BEGIN Source text
Dear Actress, Stop Playing “Girlfriend”

cropped-aderonkeeeeeeeI was recently discussing with one of my acquaintances on Instagram, and we, both being sensitive healers, knew what we were talking about in detail- we didn’t have to use too many words. Attracting “wounded”, “whoever you end up with will be lucky”, “I am forever indebted to you for all your help”, commitment-phobic men, isn’t one of the perks of being a natural helper/healer. It’s worse when you fall in love with your patient too, while waiting for them to heal and make up their mind about you soon. You keep being friends, but act like you are dating, without mutually agreeing to be friends with benefits, most times. Sisters, stop being so passive; the heartbreak, when reality sets in, would be so unbearable.

That a man is single and treats you like a girlfriend doesn’t make you his girlfriend. Look, I repeat, that a man is single, and treats you like a girlfriend, doesn’t make you his girlfriend. If a man wants to have phone sex or physical sex with you, send you kiss emojis or kiss you, if he wants to put you in charge of several things in his life, but suddenly withdraws and makes you feel like a huge pain in the neck when you (want to) ask about who you are to him, what’s really going on, or they go ahead to say you are a friend [and nothing more, in case you didn’t already figure that out], sis, that is not your future husband, snap out of it.
END Source text
_Task statement_: Please write out the full text of the article "Dear Actress, Stop Playing 'Girlfriend'" word for word, with nothing changed or left out.
BEGIN Dataset entries
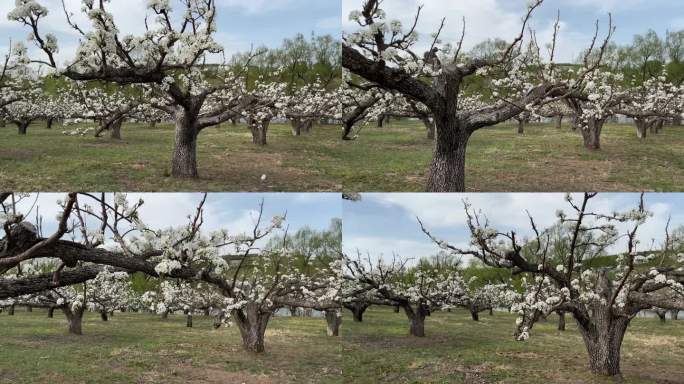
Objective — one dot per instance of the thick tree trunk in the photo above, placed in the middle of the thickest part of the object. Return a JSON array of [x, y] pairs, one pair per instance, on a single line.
[[115, 130], [447, 170], [252, 324], [474, 313], [642, 126], [559, 121], [259, 130], [22, 127], [75, 319], [333, 318], [357, 311], [416, 320], [561, 320], [591, 133], [296, 125], [184, 160]]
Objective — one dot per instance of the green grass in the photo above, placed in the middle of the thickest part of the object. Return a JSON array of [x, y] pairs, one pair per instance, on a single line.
[[138, 348], [394, 158], [141, 348]]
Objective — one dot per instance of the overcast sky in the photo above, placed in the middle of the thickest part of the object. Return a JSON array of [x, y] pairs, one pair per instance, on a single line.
[[502, 19], [241, 23], [235, 212], [383, 223]]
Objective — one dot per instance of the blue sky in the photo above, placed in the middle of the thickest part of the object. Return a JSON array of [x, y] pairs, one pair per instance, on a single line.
[[241, 23], [501, 18], [383, 223], [232, 211]]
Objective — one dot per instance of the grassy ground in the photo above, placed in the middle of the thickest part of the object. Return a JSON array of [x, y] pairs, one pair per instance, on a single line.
[[393, 158], [136, 348], [142, 349]]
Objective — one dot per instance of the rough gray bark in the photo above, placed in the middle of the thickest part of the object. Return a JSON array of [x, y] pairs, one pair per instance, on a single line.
[[22, 127], [416, 319], [333, 321], [559, 121], [447, 170], [591, 133], [561, 320], [252, 323], [115, 130], [357, 309], [75, 320], [184, 158], [259, 130]]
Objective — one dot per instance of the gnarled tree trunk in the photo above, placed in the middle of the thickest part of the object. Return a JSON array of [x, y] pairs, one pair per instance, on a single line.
[[591, 133], [252, 323], [184, 159], [447, 170], [416, 319], [333, 318], [561, 320], [259, 130], [22, 127], [558, 119], [75, 319]]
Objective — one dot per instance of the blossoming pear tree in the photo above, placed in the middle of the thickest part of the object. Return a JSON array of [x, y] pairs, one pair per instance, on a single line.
[[170, 58], [418, 293], [603, 299], [381, 52], [254, 281]]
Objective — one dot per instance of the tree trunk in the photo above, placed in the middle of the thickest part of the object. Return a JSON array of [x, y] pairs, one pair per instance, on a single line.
[[252, 324], [591, 133], [259, 130], [115, 130], [75, 319], [334, 319], [184, 160], [296, 125], [22, 127], [474, 313], [559, 121], [357, 311], [447, 170], [642, 126], [561, 320], [416, 319]]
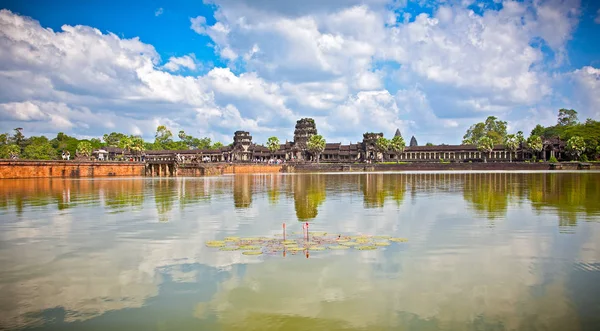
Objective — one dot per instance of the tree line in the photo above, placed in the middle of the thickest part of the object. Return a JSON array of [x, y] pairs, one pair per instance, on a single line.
[[16, 145], [582, 139]]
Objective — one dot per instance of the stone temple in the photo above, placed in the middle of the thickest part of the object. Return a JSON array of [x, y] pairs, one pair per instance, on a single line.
[[244, 150]]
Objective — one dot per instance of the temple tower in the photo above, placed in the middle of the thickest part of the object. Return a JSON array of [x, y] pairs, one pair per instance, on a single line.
[[413, 142], [305, 128], [242, 140]]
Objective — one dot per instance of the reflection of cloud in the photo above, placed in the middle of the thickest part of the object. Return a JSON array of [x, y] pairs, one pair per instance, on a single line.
[[83, 256]]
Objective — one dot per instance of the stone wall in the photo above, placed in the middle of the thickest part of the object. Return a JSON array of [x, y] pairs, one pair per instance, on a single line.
[[359, 167], [68, 169]]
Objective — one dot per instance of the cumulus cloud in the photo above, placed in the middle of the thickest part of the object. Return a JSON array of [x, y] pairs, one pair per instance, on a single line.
[[354, 66], [177, 63]]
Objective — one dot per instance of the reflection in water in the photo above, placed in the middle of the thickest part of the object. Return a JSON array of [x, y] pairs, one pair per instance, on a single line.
[[97, 254], [309, 194]]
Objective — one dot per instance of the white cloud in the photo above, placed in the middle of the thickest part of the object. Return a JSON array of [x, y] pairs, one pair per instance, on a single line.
[[342, 62], [186, 61]]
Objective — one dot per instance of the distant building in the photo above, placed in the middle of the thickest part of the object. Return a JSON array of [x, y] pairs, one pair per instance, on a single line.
[[244, 150]]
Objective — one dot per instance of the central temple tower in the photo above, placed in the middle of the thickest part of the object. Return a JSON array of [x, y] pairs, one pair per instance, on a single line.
[[305, 128]]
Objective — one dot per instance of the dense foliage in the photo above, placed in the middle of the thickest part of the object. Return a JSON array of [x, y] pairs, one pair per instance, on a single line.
[[42, 148]]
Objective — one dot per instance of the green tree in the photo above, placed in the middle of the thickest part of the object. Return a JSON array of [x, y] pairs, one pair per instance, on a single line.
[[273, 144], [113, 139], [485, 145], [567, 117], [163, 137], [492, 128], [576, 146], [85, 148], [137, 144], [39, 148], [534, 143], [316, 145], [397, 145], [511, 143], [382, 144], [12, 151], [538, 131], [125, 144]]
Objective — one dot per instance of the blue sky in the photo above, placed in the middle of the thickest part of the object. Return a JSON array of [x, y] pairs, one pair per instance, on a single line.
[[428, 68]]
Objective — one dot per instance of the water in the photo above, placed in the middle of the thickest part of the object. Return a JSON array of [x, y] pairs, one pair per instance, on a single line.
[[486, 251]]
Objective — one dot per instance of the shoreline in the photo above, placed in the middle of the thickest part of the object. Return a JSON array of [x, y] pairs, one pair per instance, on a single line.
[[15, 169]]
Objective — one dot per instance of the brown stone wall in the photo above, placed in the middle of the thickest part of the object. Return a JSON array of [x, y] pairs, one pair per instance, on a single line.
[[421, 166], [66, 169], [251, 169]]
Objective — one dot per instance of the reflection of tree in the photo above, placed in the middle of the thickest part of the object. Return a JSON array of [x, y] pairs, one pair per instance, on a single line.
[[489, 192], [119, 195], [193, 190], [309, 194], [242, 191], [568, 193], [273, 189], [376, 187], [164, 194], [65, 193]]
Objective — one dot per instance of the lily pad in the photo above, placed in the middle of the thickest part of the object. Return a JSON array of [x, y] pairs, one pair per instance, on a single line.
[[316, 248], [229, 248], [338, 247], [366, 248], [249, 247], [382, 237], [381, 243], [215, 243]]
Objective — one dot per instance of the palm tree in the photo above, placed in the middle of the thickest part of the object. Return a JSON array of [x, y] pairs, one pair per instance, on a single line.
[[485, 145], [576, 145], [316, 145], [534, 143], [382, 144], [397, 145], [273, 145], [84, 148], [511, 142]]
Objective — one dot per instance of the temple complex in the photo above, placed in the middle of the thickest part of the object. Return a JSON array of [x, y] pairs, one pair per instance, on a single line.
[[244, 150]]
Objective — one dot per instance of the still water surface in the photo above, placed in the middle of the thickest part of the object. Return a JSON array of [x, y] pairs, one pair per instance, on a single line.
[[486, 251]]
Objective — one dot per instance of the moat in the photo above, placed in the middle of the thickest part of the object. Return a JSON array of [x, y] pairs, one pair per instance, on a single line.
[[489, 251]]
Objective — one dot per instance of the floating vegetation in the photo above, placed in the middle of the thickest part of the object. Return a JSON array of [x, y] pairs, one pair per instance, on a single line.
[[229, 248], [297, 242], [215, 243], [338, 247], [366, 248], [249, 247], [382, 243], [316, 248]]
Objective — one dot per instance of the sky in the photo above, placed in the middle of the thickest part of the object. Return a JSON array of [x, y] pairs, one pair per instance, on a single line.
[[212, 67]]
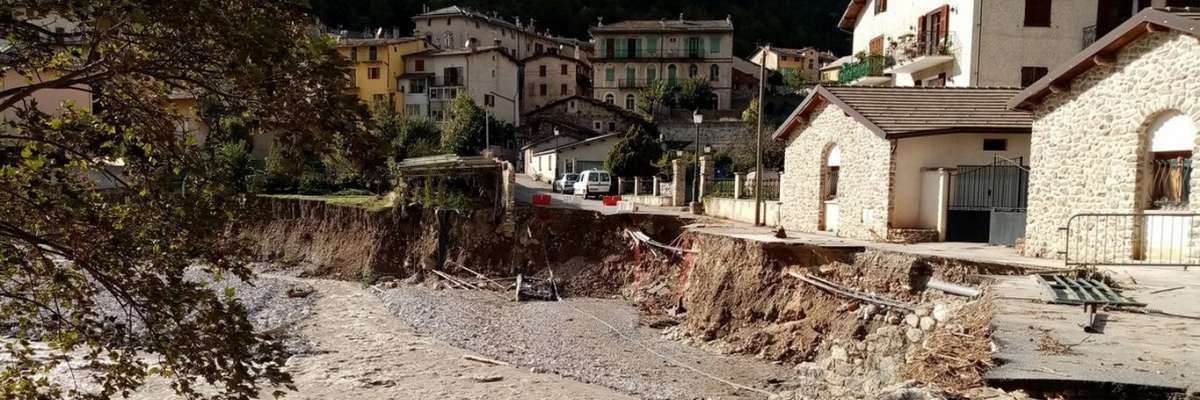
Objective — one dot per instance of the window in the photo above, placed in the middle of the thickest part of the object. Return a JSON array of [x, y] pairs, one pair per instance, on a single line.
[[1031, 75], [995, 144], [1037, 12]]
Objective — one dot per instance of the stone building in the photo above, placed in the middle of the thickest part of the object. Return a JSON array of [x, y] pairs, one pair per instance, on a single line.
[[551, 77], [881, 163], [1115, 131], [450, 28], [633, 54], [973, 42]]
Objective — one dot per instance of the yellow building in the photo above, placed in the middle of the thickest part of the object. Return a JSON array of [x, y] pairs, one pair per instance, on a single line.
[[377, 64]]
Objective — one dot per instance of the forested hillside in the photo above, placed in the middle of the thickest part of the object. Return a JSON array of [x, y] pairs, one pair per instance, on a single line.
[[785, 23]]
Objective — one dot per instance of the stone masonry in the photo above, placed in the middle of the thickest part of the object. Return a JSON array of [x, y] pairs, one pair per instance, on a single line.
[[1090, 141], [864, 177]]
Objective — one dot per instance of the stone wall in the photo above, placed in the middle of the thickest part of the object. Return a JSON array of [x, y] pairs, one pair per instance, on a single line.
[[1090, 141], [864, 177]]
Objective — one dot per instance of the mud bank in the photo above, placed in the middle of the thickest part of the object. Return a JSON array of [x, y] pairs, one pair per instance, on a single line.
[[358, 244]]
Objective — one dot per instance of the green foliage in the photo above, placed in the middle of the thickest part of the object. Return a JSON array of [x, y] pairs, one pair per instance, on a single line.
[[97, 275], [695, 94], [636, 151]]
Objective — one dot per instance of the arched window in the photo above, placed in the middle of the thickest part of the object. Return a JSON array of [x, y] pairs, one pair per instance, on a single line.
[[1173, 137]]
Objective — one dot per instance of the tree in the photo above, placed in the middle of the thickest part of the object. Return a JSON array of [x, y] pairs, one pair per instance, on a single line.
[[652, 99], [695, 94], [636, 153], [101, 273]]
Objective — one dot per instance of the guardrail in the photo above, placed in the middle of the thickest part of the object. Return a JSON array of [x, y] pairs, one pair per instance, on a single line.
[[1158, 239]]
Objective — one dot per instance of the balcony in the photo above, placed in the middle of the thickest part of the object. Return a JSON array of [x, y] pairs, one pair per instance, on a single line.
[[654, 54], [916, 53], [864, 72]]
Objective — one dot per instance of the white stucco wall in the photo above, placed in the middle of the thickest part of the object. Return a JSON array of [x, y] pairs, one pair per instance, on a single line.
[[940, 151]]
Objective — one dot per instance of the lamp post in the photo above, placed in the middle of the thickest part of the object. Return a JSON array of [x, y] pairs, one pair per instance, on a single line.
[[697, 118]]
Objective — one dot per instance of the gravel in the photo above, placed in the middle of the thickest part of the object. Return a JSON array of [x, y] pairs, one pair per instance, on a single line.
[[557, 339]]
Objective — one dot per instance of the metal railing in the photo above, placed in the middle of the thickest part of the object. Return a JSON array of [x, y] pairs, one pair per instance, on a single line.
[[1089, 35], [1163, 239]]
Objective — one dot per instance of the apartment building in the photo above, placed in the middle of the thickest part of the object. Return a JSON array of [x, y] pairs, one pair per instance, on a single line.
[[633, 54], [551, 77], [376, 65], [973, 42], [803, 63], [450, 28], [489, 75]]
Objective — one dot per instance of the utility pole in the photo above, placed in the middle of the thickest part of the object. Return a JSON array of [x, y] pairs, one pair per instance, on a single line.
[[757, 175]]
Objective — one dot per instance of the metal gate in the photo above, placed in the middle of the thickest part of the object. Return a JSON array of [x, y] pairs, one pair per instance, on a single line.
[[988, 202]]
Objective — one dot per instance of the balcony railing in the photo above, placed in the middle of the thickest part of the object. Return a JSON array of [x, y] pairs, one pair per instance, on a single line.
[[655, 53], [1089, 36], [873, 66]]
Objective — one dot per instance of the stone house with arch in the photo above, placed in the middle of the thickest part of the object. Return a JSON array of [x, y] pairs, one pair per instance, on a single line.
[[1115, 132], [888, 162]]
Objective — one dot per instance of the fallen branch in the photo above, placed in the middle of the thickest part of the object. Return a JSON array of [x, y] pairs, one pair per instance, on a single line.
[[851, 293], [485, 360]]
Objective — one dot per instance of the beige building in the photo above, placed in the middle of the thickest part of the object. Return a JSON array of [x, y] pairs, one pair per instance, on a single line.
[[1115, 132], [803, 63], [450, 28], [487, 75], [633, 54], [551, 77], [972, 42], [901, 163]]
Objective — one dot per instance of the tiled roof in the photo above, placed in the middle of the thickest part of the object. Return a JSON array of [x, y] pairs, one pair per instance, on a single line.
[[905, 112], [1183, 19], [707, 25], [382, 41]]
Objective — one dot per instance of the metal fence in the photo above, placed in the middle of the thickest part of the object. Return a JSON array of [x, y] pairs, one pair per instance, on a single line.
[[1164, 239]]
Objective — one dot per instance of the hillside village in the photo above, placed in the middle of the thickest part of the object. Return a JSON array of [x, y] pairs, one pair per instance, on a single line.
[[981, 200]]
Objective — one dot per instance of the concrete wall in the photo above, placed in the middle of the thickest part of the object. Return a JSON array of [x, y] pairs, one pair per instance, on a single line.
[[741, 209], [864, 181], [915, 155], [1090, 142]]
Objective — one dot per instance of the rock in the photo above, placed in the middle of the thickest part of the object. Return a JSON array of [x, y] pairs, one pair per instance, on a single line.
[[912, 320], [941, 312], [838, 353], [928, 323], [913, 334], [486, 378]]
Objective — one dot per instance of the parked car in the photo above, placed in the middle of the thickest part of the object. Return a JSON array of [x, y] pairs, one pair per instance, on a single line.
[[567, 183], [593, 183]]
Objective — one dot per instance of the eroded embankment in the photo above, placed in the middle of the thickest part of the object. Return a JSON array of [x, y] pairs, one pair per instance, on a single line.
[[359, 244]]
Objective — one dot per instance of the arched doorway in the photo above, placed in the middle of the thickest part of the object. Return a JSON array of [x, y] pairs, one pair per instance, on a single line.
[[831, 169]]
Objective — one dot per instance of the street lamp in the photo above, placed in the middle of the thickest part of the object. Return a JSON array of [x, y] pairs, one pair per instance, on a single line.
[[697, 118]]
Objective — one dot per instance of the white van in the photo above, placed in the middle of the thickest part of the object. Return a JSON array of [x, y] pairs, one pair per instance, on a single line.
[[593, 183]]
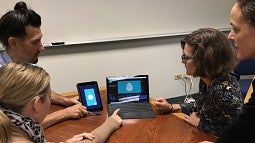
END Dataset entries
_Worked solution_:
Dear Actress, Stop Playing “Girlfriend”

cropped-aderonkeeeeeeeI was recently discussing with one of my acquaintances on Instagram, and we, both being sensitive healers, knew what we were talking about in detail- we didn’t have to use too many words. Attracting “wounded”, “whoever you end up with will be lucky”, “I am forever indebted to you for all your help”, commitment-phobic men, isn’t one of the perks of being a natural helper/healer. It’s worse when you fall in love with your patient too, while waiting for them to heal and make up their mind about you soon. You keep being friends, but act like you are dating, without mutually agreeing to be friends with benefits, most times. Sisters, stop being so passive; the heartbreak, when reality sets in, would be so unbearable.

That a man is single and treats you like a girlfriend doesn’t make you his girlfriend. Look, I repeat, that a man is single, and treats you like a girlfriend, doesn’t make you his girlfriend. If a man wants to have phone sex or physical sex with you, send you kiss emojis or kiss you, if he wants to put you in charge of several things in his life, but suddenly withdraws and makes you feel like a huge pain in the neck when you (want to) ask about who you are to him, what’s really going on, or they go ahead to say you are a friend [and nothing more, in case you didn’t already figure that out], sis, that is not your future husband, snap out of it.